> To do:
1 > Copy the passage of the blog post about Sanju and Lily that opens with the words containing "Every day there" and closes with "to read on.".
2 > Answer these questions using the blog post about Sanju and Lily below:
(a) In which country does Sanju live?
(b) On what day is Sanju supposed to start school?
(c) How long does the writer sit in traffic on the way to the office?
3 > Decide whether each statement agrees with the blog post about Sanju and Lily below. Answer yes or no, and quote the words from the post that settle it.
(a) Lily has always lived with the writer.
(b) Sanju sees her mother every day.
(c) Lily is getting ready to start first grade in the fall.

Tuesday, June 29, 2010

Opportunity Knocks

Every day there opportunities to help all around us. Some days we allow ourselves to see those opportunities and other days we shut our eyes. We shut our eyes because we are busy. We shut our eyes because it hurts too much to look. Or we shut our eyes because it might cost us something, financially or otherwise. I want to share an URGENT opportunity to help with you today and I would like to ask that you not shut your eyes but that you choose to read on.

Meet Sanju, who lives in India.

Meet Lily, who lives in my house and is my daughter. 

They are about the same age and enjoy many of the same things. Yet there are some striking differences. Lily lives at home with me, her mom. Sanju lives in an orphanage and sees her mother only occasionally, which is difficult and confusing for her. Lily has always lived with me. I am always available for hugs, kisses and playtime. Sanju has not always lived in the orphanage. Before arriving there, she used to live in the brothel that her mother works in. Her mom was not available to her since she had to be available for her clients. Sanju's mother is poor and desperate for income and so she subjects herself to life in a brothel. Work comes easily for me and the worst thing I subject myself to is sitting in traffic for twenty minutes on the way to the office.

Sanju loves her older brother and sister. They are all she has. Lily loves her brother and sister, but they are not all she has. She is surrounded by a community of people who love her and are invested in her future. Lily is getting ready to go to Kindergarten in the fall. I simply had to fill out some forms and she is all set. Sanju is supposed to start school THIS THURSDAY, but she will be unable to go because the people who run the orphanage she lives at do not have the money to send her. Lily will start school effortlessly while Sanju's future is unknown.

> Information provided:
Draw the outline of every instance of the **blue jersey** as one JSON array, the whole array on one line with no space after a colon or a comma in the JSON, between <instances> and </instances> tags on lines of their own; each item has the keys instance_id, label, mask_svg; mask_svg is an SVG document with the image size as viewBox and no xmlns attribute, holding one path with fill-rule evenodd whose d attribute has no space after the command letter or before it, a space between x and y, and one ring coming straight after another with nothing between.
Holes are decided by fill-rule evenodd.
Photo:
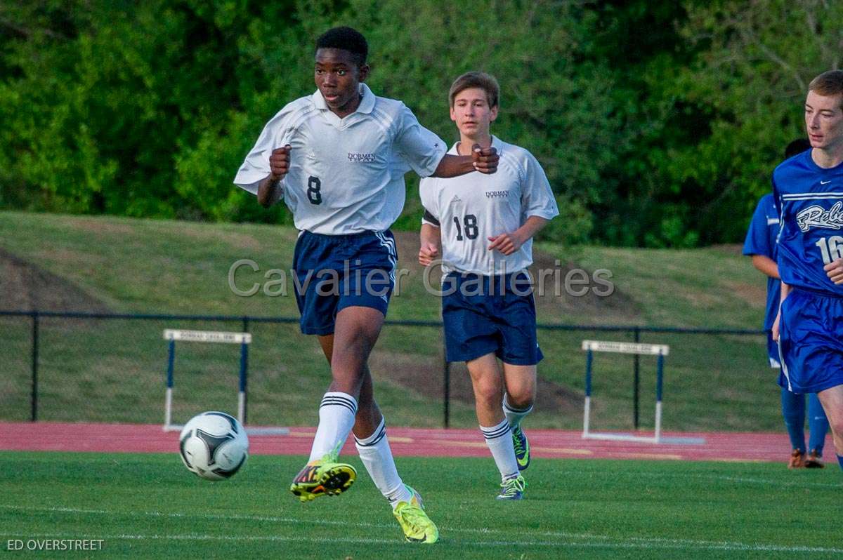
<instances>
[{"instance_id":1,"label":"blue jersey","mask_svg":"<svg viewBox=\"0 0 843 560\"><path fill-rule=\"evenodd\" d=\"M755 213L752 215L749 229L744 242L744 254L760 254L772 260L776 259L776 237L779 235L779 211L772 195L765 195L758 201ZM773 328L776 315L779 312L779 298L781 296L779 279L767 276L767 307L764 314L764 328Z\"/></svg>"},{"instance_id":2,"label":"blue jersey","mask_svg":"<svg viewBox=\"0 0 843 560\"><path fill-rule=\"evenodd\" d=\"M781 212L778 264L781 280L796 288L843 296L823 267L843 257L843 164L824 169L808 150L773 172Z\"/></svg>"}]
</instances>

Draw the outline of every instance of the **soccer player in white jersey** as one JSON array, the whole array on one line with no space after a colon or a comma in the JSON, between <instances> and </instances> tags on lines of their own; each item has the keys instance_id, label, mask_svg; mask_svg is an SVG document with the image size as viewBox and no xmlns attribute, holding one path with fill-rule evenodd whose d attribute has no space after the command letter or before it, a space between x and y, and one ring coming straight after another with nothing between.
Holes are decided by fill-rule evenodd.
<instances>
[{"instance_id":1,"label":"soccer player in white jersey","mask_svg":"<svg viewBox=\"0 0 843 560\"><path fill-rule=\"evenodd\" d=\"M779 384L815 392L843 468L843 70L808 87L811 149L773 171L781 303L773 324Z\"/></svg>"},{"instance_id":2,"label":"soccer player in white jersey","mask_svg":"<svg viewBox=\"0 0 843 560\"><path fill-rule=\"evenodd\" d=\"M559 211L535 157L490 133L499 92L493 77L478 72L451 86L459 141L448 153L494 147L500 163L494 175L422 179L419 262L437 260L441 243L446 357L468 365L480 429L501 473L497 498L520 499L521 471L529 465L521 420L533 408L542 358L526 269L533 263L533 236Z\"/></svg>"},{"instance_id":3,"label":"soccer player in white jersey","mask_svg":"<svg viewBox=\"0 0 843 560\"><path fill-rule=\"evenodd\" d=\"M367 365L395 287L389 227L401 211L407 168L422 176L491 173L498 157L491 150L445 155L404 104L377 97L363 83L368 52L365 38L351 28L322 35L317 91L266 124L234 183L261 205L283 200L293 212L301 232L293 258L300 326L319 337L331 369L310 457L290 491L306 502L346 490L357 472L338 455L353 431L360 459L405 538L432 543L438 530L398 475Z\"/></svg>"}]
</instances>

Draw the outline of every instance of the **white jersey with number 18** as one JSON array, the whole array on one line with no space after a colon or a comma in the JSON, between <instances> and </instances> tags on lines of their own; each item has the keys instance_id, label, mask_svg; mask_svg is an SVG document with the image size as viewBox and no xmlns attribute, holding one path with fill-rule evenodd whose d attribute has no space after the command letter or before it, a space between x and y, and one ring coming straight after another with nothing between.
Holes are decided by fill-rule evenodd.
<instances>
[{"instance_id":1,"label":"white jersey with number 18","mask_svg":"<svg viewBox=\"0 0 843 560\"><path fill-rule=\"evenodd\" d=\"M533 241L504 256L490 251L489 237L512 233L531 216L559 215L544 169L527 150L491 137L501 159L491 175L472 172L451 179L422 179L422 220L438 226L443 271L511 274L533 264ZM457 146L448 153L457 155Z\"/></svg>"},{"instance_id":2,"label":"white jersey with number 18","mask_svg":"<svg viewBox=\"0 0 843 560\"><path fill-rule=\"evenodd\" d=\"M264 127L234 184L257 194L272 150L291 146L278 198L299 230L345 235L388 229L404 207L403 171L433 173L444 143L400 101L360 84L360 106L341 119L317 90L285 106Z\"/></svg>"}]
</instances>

* * *

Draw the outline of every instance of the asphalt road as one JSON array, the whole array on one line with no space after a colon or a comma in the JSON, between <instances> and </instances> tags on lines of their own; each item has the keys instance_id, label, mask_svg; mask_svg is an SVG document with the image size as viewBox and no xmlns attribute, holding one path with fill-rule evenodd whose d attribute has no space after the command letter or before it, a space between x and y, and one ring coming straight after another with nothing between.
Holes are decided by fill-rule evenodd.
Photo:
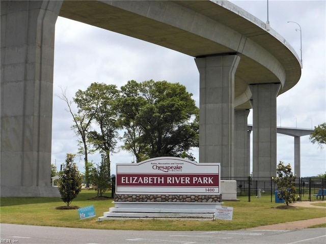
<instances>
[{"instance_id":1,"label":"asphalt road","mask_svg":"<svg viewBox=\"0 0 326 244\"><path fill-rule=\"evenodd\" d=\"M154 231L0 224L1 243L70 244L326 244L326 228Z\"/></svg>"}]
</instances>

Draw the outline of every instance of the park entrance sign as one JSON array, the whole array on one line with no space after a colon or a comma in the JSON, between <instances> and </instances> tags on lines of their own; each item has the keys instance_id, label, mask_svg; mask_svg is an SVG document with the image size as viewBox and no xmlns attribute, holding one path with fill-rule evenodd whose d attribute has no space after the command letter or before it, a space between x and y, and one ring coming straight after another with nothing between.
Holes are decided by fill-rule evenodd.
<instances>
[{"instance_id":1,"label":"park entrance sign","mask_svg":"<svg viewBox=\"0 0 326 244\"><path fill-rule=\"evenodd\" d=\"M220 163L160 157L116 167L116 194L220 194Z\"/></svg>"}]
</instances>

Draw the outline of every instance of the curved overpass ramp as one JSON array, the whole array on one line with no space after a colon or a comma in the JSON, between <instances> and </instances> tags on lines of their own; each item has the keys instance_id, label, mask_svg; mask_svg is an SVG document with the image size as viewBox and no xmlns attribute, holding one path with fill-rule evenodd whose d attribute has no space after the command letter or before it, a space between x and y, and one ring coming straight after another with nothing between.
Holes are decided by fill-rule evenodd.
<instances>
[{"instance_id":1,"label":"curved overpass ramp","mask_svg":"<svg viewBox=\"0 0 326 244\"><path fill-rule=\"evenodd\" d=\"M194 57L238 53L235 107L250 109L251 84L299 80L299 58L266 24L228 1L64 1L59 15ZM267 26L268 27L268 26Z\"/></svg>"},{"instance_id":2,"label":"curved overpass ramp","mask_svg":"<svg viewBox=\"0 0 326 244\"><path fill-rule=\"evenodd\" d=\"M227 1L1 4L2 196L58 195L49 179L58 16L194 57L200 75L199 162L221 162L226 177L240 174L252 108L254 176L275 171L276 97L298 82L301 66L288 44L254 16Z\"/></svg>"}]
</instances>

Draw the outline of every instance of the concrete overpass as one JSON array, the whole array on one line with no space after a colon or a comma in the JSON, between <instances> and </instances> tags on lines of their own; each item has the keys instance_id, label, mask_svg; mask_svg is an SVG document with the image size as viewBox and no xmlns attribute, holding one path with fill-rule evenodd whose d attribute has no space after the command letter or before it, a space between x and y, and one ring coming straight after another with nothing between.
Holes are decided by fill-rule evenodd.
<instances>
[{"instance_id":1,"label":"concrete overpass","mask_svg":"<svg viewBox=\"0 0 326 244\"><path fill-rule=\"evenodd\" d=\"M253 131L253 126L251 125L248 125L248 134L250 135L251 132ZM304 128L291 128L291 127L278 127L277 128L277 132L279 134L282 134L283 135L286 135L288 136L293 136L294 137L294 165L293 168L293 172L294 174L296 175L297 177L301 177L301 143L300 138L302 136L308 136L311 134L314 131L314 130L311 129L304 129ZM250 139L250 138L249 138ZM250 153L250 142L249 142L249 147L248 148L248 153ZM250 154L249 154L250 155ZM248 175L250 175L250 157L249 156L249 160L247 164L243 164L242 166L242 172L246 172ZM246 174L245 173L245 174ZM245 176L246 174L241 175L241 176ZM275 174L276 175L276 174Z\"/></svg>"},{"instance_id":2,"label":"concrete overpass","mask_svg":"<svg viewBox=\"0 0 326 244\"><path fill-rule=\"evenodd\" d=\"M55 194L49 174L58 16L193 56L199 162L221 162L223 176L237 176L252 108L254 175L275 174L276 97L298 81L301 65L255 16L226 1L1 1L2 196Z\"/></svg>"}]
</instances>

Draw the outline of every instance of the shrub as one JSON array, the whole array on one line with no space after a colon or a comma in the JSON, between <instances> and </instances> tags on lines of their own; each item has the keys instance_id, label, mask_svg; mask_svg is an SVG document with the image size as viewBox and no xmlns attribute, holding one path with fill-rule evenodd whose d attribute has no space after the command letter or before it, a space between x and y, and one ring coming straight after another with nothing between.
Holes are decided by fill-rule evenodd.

> Task-by-task results:
1 >
Every day there opportunities to help all around us. Some days we allow ourselves to see those opportunities and other days we shut our eyes. We shut our eyes because we are busy. We shut our eyes because it hurts too much to look. Or we shut our eyes because it might cost us something, financially or otherwise. I want to share an URGENT opportunity to help with you today and I would like to ask that you not shut your eyes but that you choose to read on.

2 >
(a) India
(b) This Thursday
(c) Twenty minutes

3 >
(a) Yes: "Lily has always lived with me."
(b) No: "sees her mother only occasionally"
(c) No: "Lily is getting ready to go to Kindergarten in the fall."